Source extract:
★ ★ ★ ★

Analysis-Romney Wins First Debate By TKO

Harrisburg Patriot-News

Republican presidential nominee Mitt Romney delivered an impressive debate TKO over President Barack Obama on Wednesday night that should calm the nerves of skittish GOP leaders and provide undecided voters with a compelling reason to give the challenger a second, serious look.

Romney was in full command of details and finally made a convincing case that his supporters have longed for — that he is not only a viable alternative to Obama but a better choice for economically challenged Americans.

Perhaps most important of all, the former Massachusetts governor almost immediately removed the cloak of presidential authority that accompanies an incumbent.

After the debate was over and the families of both candidates greeted them onstage, Obama left quickly while a clearly pleased Romney lingered for a victory lap.

The president was outclassed for long stretches of the 90-minute debate and was clearly missing the oratorical magic that swept him into office four years ago. His stop-start, staccato delivery was far less convincing when compared with Romney’s smooth and calm case-making.

Neither candidate was helped by moderator Jim Lehrer’s weak oversight and inconsequential guidance of the discussion. In the rare instances when Lehrer was able to get the candidates to address each other directly, they mostly talked about where they agreed.

Several cyber pundits were calling the debate a victory for Romney while the action was still going on. And even Democrats conceded as much.

Former Pennsylvania Gov. Ed Rendell tweeted, “Romney doing well by appearing & sounding Presidential.”

And liberal cable pundit Bill Maher tweeted, “i can’t believe i’m saying this, but Obama looks like he DOES need a teleprompter.”

U.S. Sen. Pat Toomey, R-Lehigh, noted in a release: “It’s rare that a debate produces the kind of clear winner we saw tonight. Governor Romney needed to articulate a plan for the next four years. He did just that, presenting the kind of plan we’ve been waiting to see from the President.”

Obama looked tired, timid and tentative as he rattled off components of proposals for the future and delivered a lackluster, unconvincing defense of his first term in office.

★ ★ ★ ★

Source information:
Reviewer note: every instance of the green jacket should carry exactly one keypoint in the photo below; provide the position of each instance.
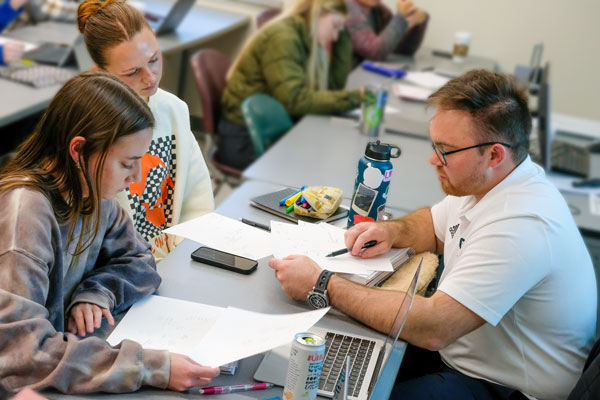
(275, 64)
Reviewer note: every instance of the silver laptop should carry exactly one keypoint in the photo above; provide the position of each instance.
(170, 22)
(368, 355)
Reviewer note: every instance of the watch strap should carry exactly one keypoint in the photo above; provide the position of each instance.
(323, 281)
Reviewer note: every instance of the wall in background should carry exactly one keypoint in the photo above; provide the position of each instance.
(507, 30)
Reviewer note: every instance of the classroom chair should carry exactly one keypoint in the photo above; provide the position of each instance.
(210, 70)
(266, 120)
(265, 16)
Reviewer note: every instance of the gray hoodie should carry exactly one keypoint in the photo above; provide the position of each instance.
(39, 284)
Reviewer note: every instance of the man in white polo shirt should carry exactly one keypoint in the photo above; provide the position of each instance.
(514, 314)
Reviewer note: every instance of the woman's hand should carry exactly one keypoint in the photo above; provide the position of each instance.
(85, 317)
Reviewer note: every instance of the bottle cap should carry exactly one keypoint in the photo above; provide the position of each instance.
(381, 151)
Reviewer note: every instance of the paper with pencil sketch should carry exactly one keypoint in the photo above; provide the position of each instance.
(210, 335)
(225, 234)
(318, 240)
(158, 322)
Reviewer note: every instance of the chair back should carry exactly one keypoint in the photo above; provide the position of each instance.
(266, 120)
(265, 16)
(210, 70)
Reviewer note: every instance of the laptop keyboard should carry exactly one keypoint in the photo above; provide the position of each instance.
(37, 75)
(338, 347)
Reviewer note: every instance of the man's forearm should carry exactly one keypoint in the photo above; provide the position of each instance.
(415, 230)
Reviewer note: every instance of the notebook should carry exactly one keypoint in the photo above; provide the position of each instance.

★ ★ ★ ★

Tasks to carry out:
1. Using the debate analysis, answer each question briefly.
(a) Who moderated the debate?
(b) How long did the debate last?
(c) Which U.S. senator issued a release calling the debate's winner clear?
2. Extend the debate analysis by writing the paragraphs that would come next.

Written answers:
1.
(a) Jim Lehrer
(b) 90 minutes
(c) Pat Toomey, R-Lehigh

2.
When he went on the offensive and sought to paint Romney’s economic plan as causing “severe hardships for people,” the former constitutional law professor found himself being taken to school by Romney, who lectured him: “Mr. President, you’re entitled to your own airplane and your own house, but not your own facts.”

Obama responded with monosyllabic grunts acknowledging Romney’s corrections and failed in his attempt to convince viewers that Romney’s plans would mean a return to the George W. Bush policies that voters blame for the nation’s lingering recession.

“Math, common sense and our history show us that’s not a recipe for job growth,” Obama said.

And when he identified existing tax policies that work against economic growth and equity that he wants to address in a second term, Obama neglected to explain why he had not addressed those shortcomings in the previous three years.

“But you’ve been president four years,” Romney scolded.

Obama found a bit of ground to stand on when he noted AARP support for his Medicare plan but made a rookie mistake when he tried to attack Romney for dismissing his national health care reform even though it was modeled after Romney’s Massachusetts plan and “used the same advisers [who say] it’s the same plan.”

It was an opening Romney had been waiting for months to exploit and delivered a convincing contrast of what he accomplished in Massachusetts and Obama’s Affordable Care Act.

With nearly each Obama utterance, Romney was coiled like a spring to respond and seemed unable to contain his enthusiasm to get at the president’s statements.

Though there was no full knockout, it was the performance Romney needed to set his campaign back on a possible course to victory.